_Required work_:
Whenever a line of the data below holds the string "vegetation", copy that line.

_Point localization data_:

-*-*-

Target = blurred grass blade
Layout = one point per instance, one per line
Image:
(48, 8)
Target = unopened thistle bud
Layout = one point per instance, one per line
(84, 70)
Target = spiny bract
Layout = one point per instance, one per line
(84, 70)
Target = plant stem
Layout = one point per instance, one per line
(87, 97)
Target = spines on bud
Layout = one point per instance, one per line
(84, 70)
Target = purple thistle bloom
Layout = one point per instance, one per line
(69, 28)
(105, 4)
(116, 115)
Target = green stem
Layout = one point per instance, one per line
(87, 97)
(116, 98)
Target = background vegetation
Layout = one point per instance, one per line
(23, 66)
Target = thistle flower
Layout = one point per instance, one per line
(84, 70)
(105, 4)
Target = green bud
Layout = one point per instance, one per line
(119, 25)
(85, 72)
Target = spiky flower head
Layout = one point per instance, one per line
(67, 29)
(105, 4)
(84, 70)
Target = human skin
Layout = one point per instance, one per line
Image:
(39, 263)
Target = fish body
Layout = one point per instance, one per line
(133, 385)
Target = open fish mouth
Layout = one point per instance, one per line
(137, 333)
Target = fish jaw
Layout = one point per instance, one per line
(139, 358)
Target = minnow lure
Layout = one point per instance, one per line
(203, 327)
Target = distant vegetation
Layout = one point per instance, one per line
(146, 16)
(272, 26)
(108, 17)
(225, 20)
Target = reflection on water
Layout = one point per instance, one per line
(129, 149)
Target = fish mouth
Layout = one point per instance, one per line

-*-*-

_Answer for the task_:
Target = background vegetation
Target = distant vegetation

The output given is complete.